__EXERCISE REQUIREMENTS__
Your answer must be the data repeated exactly, with no pictures in it.

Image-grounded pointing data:
○ ○ ○ ○
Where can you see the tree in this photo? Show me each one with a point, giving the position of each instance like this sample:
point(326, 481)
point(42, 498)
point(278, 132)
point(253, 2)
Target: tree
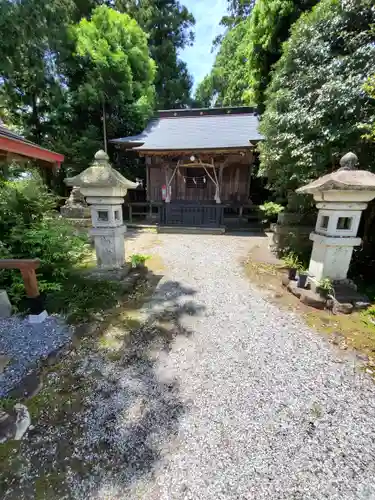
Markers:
point(169, 27)
point(226, 83)
point(369, 87)
point(116, 77)
point(32, 35)
point(316, 107)
point(268, 27)
point(238, 11)
point(251, 46)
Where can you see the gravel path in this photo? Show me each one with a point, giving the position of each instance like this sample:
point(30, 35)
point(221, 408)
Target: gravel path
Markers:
point(23, 344)
point(218, 395)
point(269, 409)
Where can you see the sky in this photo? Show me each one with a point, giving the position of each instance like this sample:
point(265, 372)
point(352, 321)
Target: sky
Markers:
point(199, 57)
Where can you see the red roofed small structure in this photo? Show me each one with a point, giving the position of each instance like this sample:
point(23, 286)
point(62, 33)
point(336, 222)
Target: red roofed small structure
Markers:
point(14, 146)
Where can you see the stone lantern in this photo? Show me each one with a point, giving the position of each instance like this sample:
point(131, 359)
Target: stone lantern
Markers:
point(341, 198)
point(104, 189)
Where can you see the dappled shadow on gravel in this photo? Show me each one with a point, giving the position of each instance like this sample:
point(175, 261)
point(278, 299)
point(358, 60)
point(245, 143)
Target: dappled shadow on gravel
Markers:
point(109, 411)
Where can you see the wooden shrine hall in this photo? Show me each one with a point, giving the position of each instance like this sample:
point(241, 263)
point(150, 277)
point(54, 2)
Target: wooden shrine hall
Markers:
point(198, 164)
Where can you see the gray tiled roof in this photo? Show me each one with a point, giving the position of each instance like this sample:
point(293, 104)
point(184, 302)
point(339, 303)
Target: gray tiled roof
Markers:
point(191, 132)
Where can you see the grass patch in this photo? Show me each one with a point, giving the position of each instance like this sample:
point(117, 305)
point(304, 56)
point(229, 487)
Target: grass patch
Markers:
point(80, 297)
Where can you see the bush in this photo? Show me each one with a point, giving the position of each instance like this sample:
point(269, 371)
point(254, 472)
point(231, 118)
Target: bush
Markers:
point(271, 209)
point(30, 229)
point(316, 107)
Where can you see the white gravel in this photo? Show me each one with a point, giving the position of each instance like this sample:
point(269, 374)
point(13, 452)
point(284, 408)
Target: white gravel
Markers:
point(251, 404)
point(224, 397)
point(25, 344)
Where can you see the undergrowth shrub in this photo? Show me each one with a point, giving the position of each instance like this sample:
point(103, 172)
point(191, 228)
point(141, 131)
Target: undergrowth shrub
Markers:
point(29, 228)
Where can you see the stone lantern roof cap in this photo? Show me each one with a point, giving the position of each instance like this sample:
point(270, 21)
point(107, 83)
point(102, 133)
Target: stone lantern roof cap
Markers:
point(346, 178)
point(100, 174)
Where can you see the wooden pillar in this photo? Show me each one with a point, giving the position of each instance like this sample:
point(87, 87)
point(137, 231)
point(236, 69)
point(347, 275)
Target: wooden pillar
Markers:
point(148, 179)
point(250, 169)
point(130, 213)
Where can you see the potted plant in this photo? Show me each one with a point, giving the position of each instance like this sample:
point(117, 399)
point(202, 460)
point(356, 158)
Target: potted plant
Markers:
point(292, 263)
point(270, 211)
point(325, 287)
point(302, 277)
point(138, 260)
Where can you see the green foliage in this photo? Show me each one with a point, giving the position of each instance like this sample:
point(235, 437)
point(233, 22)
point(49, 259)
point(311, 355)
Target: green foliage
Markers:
point(369, 88)
point(225, 85)
point(118, 74)
point(267, 28)
point(238, 10)
point(249, 49)
point(61, 57)
point(325, 287)
point(138, 259)
point(29, 230)
point(169, 27)
point(80, 297)
point(315, 103)
point(271, 209)
point(292, 261)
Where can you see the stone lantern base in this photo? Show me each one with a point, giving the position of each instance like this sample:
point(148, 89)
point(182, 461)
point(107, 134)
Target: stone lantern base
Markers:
point(109, 246)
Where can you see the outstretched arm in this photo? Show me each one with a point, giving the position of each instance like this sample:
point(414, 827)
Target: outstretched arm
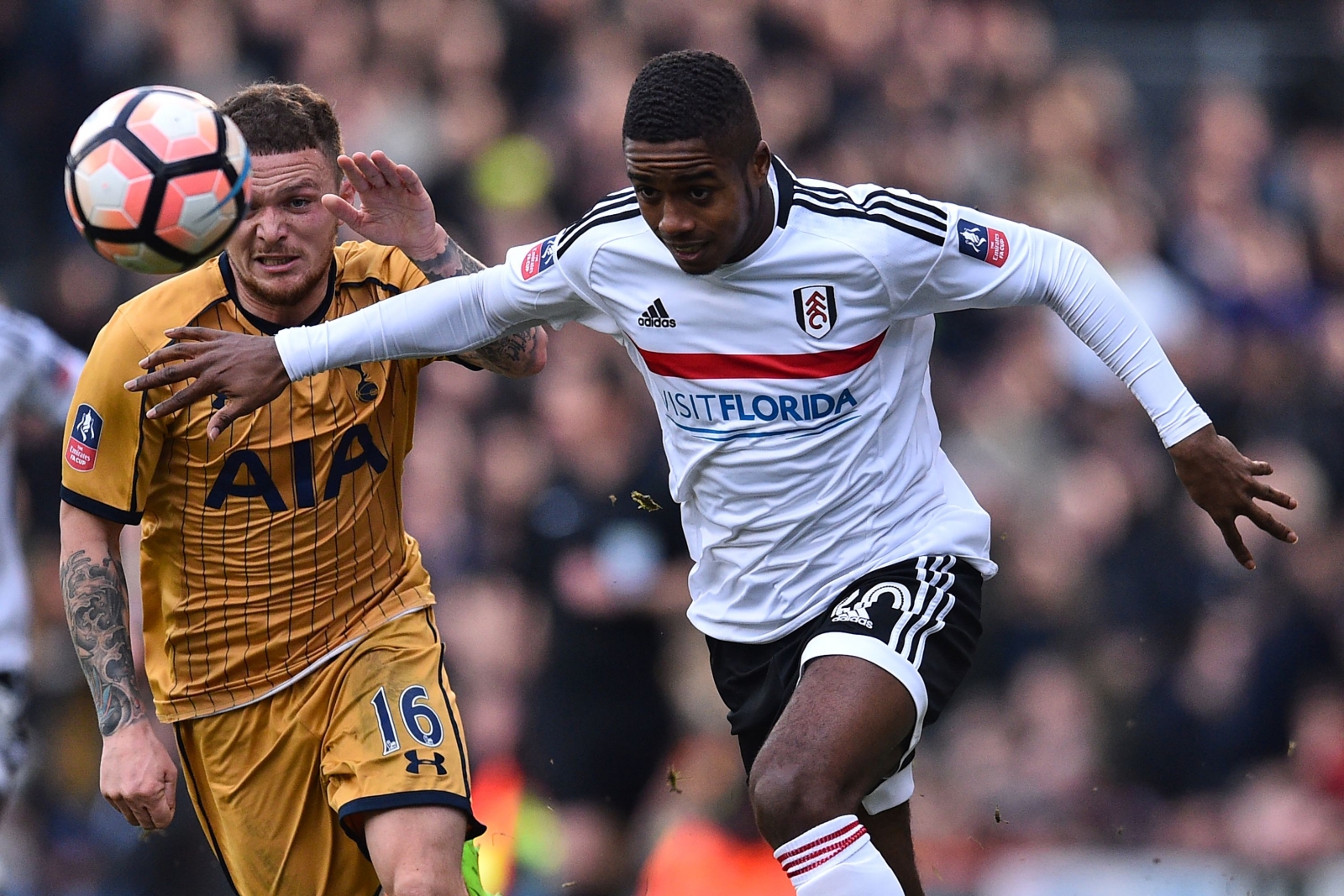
○ ○ ○ ○
__REPLY TO THE EXERCISE__
Where can you see the tree in this photo? Show me each one with a point, giving the position of each instance like this sample:
point(326, 481)
point(42, 498)
point(278, 132)
point(253, 2)
Target: tree
Markers:
point(169, 27)
point(226, 83)
point(369, 87)
point(116, 77)
point(32, 35)
point(316, 107)
point(268, 27)
point(238, 11)
point(251, 46)
Where can you see the gravel path in this photo? Show me each one with a point, giving the position of each instance like this sample:
point(30, 35)
point(221, 408)
Target: gravel path
Markers:
point(23, 344)
point(218, 395)
point(269, 409)
Where can you see the sky in this photo? Show me each one with a point, giving the position of each instance like this sample:
point(265, 372)
point(352, 321)
Target: sky
Markers:
point(199, 57)
Where can you see the red roofed small structure in this photo? Show me each one with a point, giving the position of each instance like this sample:
point(23, 286)
point(62, 33)
point(336, 222)
Target: red roofed small structure
Markers:
point(14, 146)
Where can you see the stone lantern in this photo? Show me each one with a point, giving the position of each instance like this sample:
point(131, 359)
Target: stone lantern
Markers:
point(341, 198)
point(104, 189)
Where can you see the dappled shadow on gravel in this photo? Show me each one with a point, giving the position of each instance like this sample:
point(175, 261)
point(278, 299)
point(358, 60)
point(245, 143)
Target: dappled shadow on gravel
Markers:
point(109, 411)
Where can you see the wooden shrine hall in this photo? Show me each one with a point, giving the position of each instance like this sample:
point(241, 263)
point(150, 277)
point(54, 2)
Target: wooden shrine hall
Markers:
point(198, 164)
Where can you see the gray tiled roof in this photo? Show me each one with a point, giving the position of each instance like this sample:
point(293, 104)
point(184, 302)
point(339, 303)
Target: gray tiled roof
Markers:
point(191, 132)
Where can you see the grass patch in this photo? Show me each one with a point, giving the position of each instance like this sample:
point(117, 305)
point(304, 56)
point(229, 487)
Target: grass patch
Markers:
point(80, 297)
Where can you see the bush in this photo? Show me each one with a point, giving the position of each instance like this sample:
point(269, 371)
point(254, 472)
point(231, 118)
Target: bush
Markers:
point(271, 209)
point(30, 229)
point(316, 107)
Where can you see the white gravel in this photo? Show me each one with a point, giving the position of each instance like this sample:
point(269, 374)
point(13, 452)
point(284, 408)
Target: white gravel
Markers:
point(251, 404)
point(224, 397)
point(25, 344)
Where can you see the undergrowth shrub in this photo? Show me each one with a point, giving the position of each instance like this sample:
point(103, 172)
point(191, 228)
point(141, 131)
Target: undergrowth shrub
Markers:
point(29, 228)
Where can you see the stone lantern roof cap in this photo? Show me each one with a point, giving the position of each instance like this sample:
point(270, 21)
point(107, 83)
point(102, 133)
Target: stone lantern roof cap
Markers:
point(346, 178)
point(100, 174)
Where can you see the wooden pillar in this photo? Show me each one with a point, giving the position of each instance like this sample:
point(87, 87)
point(137, 231)
point(236, 69)
point(347, 275)
Target: wooden pillar
Markers:
point(148, 179)
point(250, 169)
point(130, 213)
Where can you see the potted plant in this photo? Show me each one with a point, giving the position of each instance like this sample:
point(117, 399)
point(202, 460)
point(356, 158)
Target: potted plant
Markers:
point(292, 263)
point(270, 211)
point(325, 287)
point(302, 277)
point(138, 260)
Where can you see the green foliage in this photo? Show me each one with a point, giving the position of each instance like this sample:
point(235, 437)
point(233, 22)
point(49, 259)
point(311, 355)
Target: green foliage
Markers:
point(369, 88)
point(225, 85)
point(118, 74)
point(267, 28)
point(238, 10)
point(249, 49)
point(61, 57)
point(325, 287)
point(138, 259)
point(29, 230)
point(169, 27)
point(80, 297)
point(315, 103)
point(271, 209)
point(292, 261)
Where can you see the stone lantern base in this photo? Show me each one with a point, giving the position of each instance like this sample:
point(148, 89)
point(182, 461)
point(107, 134)
Target: stone lantern base
Markers:
point(109, 246)
Where can you see the outstretched arm in this photo? Show me each one with a point, giving the position of each instance like this sample:
point(414, 827)
Target: outstretched arm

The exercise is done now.